■ **What to do**: From the entries below, extract every line that includes the word "cluster".

Dataset entries
——

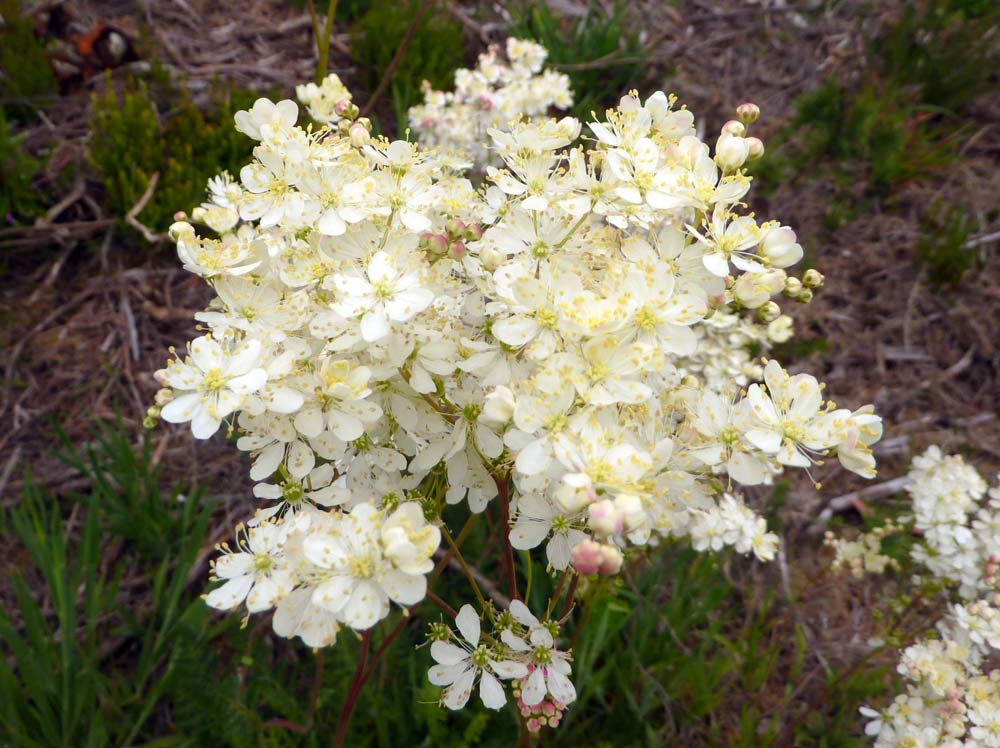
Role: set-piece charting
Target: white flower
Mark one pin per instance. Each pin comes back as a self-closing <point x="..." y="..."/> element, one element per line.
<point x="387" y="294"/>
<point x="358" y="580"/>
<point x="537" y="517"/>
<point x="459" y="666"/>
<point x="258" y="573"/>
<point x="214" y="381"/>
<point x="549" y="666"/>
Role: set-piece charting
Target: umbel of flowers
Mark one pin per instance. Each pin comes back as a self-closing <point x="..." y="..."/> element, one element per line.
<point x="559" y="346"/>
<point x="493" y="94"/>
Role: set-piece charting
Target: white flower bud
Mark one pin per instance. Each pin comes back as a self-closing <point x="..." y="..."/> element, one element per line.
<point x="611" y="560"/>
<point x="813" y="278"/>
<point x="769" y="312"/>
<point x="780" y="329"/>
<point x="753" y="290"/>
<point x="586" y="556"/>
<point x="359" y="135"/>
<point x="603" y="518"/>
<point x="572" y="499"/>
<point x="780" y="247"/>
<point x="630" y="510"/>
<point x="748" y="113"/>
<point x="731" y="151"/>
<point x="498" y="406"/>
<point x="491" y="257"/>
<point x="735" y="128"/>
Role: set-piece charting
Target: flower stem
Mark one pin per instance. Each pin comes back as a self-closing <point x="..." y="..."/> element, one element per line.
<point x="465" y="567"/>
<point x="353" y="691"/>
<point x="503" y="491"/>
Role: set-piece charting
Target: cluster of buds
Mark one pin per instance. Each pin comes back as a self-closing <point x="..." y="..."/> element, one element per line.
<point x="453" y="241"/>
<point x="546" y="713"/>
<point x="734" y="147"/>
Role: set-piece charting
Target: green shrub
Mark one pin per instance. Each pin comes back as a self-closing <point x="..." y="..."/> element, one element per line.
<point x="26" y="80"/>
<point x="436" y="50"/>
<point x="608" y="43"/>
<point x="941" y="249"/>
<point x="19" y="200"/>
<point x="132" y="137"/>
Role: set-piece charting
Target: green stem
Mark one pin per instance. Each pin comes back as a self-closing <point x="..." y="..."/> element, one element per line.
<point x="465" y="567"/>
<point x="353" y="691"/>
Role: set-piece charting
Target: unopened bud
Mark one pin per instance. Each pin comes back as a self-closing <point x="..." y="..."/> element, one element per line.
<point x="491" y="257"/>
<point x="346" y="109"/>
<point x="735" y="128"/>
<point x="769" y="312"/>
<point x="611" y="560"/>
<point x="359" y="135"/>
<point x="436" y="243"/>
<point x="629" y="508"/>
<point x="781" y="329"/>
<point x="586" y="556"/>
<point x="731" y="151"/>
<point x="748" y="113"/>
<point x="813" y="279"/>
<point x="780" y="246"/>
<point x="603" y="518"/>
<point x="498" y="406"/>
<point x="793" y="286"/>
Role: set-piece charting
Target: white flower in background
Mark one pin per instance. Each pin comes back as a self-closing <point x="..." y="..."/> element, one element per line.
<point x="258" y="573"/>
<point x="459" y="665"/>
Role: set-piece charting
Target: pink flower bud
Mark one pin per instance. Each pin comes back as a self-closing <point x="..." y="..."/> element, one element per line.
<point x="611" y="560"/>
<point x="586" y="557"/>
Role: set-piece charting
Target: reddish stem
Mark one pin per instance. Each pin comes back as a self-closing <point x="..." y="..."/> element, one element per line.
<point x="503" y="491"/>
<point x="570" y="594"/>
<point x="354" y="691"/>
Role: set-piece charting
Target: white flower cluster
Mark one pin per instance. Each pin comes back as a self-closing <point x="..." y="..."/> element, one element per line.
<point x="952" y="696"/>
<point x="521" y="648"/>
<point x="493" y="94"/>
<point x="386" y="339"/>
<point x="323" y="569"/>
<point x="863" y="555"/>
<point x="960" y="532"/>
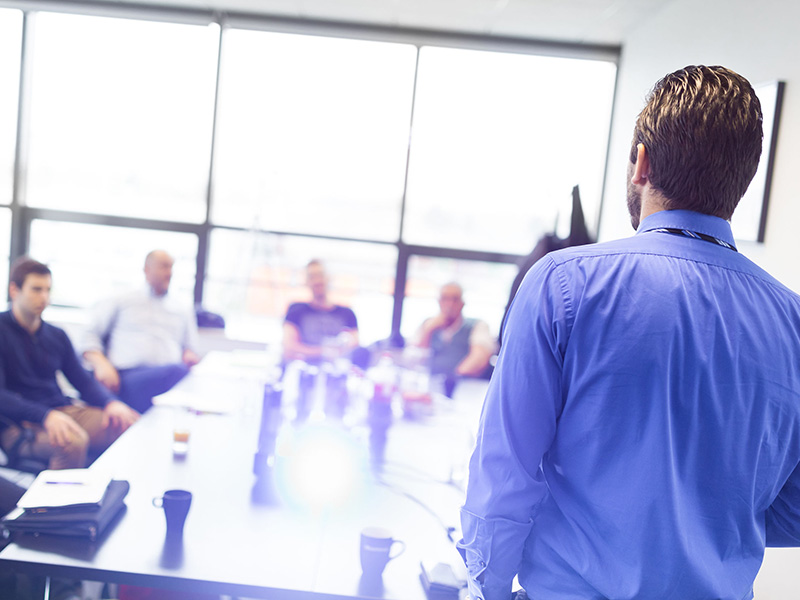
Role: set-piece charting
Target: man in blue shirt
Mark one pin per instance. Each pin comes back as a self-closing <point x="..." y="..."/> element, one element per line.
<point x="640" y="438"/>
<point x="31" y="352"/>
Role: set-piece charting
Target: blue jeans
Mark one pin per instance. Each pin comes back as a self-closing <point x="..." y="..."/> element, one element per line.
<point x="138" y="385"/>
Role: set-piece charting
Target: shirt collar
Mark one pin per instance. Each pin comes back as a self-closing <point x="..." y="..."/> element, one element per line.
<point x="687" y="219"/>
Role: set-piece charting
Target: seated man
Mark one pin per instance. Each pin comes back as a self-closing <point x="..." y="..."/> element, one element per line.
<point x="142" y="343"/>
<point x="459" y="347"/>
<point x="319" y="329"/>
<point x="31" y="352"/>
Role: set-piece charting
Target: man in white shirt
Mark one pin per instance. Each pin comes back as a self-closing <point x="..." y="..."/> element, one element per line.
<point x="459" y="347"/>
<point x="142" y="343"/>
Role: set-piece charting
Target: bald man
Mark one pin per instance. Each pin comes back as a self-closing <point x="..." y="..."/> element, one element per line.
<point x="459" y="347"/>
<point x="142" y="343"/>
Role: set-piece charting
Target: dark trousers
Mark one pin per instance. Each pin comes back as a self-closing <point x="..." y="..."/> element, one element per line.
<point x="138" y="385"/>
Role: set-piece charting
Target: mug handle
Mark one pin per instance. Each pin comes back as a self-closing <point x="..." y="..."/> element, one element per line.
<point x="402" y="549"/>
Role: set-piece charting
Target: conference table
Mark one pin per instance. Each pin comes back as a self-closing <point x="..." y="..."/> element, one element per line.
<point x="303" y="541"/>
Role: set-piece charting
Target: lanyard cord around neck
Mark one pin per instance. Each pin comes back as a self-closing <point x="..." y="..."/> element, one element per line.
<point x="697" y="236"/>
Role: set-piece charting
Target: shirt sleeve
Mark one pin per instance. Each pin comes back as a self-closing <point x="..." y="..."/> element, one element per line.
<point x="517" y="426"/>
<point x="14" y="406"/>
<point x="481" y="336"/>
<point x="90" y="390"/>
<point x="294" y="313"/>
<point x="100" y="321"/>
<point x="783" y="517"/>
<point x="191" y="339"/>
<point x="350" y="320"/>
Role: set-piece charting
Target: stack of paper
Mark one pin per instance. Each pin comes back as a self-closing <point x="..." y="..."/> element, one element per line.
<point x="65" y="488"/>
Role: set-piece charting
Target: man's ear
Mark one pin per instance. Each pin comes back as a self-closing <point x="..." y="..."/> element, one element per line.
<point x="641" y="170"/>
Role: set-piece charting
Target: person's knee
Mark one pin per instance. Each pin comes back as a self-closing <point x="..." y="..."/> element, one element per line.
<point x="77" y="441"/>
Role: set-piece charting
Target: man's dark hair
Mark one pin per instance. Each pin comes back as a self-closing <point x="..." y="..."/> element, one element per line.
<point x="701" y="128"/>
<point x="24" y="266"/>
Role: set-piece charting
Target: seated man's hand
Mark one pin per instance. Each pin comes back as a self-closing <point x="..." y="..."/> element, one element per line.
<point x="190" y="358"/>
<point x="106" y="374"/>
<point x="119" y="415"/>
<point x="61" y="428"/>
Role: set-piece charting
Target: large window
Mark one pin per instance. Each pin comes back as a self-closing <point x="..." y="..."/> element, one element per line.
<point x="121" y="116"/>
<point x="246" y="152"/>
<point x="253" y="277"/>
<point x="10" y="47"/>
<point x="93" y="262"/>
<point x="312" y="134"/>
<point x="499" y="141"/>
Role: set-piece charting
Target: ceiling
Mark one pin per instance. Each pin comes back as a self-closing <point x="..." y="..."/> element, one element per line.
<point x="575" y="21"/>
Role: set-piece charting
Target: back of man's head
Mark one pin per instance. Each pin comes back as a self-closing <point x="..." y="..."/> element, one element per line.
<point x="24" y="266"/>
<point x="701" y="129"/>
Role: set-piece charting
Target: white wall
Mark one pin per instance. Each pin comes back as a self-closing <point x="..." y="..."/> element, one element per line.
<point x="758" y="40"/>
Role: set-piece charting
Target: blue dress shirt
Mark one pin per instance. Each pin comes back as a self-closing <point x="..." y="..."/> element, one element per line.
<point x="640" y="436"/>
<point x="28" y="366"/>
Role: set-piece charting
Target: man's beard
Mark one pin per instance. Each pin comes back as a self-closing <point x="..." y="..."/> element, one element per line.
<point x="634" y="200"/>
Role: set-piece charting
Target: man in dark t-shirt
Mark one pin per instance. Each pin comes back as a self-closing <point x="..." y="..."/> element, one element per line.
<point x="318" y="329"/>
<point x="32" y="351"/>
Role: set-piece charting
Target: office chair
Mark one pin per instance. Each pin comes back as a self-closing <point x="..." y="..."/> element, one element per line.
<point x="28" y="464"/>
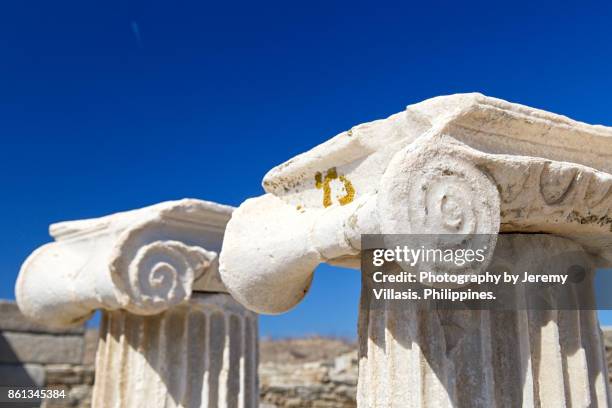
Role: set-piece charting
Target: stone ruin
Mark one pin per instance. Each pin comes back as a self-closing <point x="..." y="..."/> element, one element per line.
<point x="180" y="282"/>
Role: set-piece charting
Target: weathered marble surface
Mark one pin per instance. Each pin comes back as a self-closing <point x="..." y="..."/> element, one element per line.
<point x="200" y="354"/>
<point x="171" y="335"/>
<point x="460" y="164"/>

——

■ **Answer below**:
Target: cluster of buds
Target: white flower cluster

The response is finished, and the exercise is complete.